Written exercise A —
Express the records, from their first line through the line containing "0 0 356 258", as a two-column CSV with the headers instruction and boxes, one row per record, with its text and its answer each in a single quoted field and line breaks replaced by spaces.

Text passage —
Today's post is from Cherie Ve Ard of Technomadia, a well-known RV blogger who has provided RVParking.com with lots of great reviews. Stay tuned for a Las Vegas RV Park review and more photos of the day. If you are interested in contributing to the blog or have an idea for blog post, please let us know.
My partner Chris and I have been full timing in a small RV since 2006.
Unlike a lot of full-time RV'ers, we are relatively young (we are in our late 30's), and far from retirement. And though people often assume that we must be independently wealthy or on some sort of extended vacation, these images of us could not be further from the truth.
Rather, we consider ourselves technomads, and have taken our high tech careers on the road with us. As long as we have our laptops and a way to access the internet, we can literally work from anywhere. And for 5 years - we have done just that!
We have some steady clients that we do consulting work and high end custom software development for that provide our primary income, but after a couple years on the road, we began to realize that there wasn't "an app for that" that handled some of the unique issues that full-time RV'ers like ourselves face.
With some spare time in between projects, last year we decided to start dabbling in iPhone application development. We figured the worst case would be we had fun, learned some new skillsets and ended up with something useful. Best case, we'd generate a touch of ongoing passive income.
To be completely honest, one of the first app ideas we started speccing out was an app that would compile a list of all of the RV-friendly campgrounds around the country, gathering lots of information on them and allowing for reviews - all accessible on a mobile device.
Fortunately RVParking.com launched around that same time, saving us an immense amount of hard work. We have to say, the folks at RVParking have done a fabulous job and have created something very close to our vision. Kudos to them!
Then we thought about all the little laws and regulations that change with each state we traveled into. It was a confusing chore even trying to keep track of which states had rules about handsfree cellphone use, txting while driving, rest area time limits, triple towing limitations, blue laws that prevented buying real beer in grocery stores, smoking bans in restaurants (yay!), and so on.

Available data —
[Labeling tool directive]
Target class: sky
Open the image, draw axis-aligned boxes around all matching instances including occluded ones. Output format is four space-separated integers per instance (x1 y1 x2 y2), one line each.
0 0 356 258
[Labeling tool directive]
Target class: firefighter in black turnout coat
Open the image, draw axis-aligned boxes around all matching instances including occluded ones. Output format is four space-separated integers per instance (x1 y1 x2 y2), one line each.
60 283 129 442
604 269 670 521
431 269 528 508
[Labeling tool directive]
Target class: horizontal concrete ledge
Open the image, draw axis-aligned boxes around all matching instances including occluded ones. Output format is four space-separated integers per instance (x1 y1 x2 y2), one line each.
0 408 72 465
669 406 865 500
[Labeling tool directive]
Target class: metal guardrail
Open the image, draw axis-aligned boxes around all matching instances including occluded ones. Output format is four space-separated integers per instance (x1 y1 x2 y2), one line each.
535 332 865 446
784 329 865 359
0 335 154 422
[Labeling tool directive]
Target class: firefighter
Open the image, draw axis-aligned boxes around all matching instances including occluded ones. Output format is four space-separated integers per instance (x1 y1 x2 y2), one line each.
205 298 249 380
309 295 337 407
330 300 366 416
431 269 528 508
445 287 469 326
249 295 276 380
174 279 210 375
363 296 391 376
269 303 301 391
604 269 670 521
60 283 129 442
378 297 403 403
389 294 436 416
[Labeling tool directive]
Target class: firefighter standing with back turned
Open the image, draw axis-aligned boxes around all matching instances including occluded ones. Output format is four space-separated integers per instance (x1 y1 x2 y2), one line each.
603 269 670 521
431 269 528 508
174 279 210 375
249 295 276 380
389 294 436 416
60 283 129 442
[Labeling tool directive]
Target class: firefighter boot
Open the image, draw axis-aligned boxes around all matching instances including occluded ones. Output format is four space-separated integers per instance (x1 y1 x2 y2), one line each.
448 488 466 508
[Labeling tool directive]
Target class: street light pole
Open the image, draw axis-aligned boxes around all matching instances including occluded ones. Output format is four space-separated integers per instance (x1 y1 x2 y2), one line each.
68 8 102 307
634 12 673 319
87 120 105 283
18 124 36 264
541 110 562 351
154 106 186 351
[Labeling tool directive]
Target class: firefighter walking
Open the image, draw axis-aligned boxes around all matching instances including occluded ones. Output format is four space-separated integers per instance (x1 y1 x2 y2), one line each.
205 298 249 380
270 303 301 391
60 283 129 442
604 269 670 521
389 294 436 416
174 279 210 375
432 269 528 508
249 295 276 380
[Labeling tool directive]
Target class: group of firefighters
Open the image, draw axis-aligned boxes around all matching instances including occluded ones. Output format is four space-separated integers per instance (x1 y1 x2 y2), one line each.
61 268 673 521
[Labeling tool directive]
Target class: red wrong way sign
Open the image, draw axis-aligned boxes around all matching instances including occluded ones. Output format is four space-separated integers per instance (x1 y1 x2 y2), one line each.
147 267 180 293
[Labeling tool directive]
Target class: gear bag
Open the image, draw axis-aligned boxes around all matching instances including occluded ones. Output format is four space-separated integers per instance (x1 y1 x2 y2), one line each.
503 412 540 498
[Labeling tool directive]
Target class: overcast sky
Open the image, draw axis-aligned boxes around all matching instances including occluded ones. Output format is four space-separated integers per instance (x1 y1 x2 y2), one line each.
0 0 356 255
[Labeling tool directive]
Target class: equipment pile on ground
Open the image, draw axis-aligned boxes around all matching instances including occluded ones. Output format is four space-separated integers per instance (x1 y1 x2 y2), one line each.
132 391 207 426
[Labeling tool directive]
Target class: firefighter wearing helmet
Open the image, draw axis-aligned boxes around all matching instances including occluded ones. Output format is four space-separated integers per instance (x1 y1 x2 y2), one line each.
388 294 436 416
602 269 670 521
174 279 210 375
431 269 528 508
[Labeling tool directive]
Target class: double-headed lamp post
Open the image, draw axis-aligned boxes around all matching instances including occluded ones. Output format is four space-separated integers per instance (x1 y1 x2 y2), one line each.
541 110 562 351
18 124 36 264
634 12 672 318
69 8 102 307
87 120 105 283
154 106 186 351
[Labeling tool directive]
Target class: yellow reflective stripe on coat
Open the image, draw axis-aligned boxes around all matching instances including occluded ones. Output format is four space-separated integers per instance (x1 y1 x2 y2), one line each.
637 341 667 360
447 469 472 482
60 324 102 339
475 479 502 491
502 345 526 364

Written exercise B —
Write out the post about working full time from an RV word for word, from "Today's post is" to "let us know.".

Final answer A —
instruction,boxes
"[Labeling tool directive] Target class: sky Open the image, draw axis-aligned boxes around all matching instances including occluded ones. Output format is four space-separated integers per instance (x1 y1 x2 y2), one line each.","0 0 356 258"

Final answer B —
Today's post is from Cherie Ve Ard of Technomadia, a well-known RV blogger who has provided RVParking.com with lots of great reviews. Stay tuned for a Las Vegas RV Park review and more photos of the day. If you are interested in contributing to the blog or have an idea for blog post, please let us know.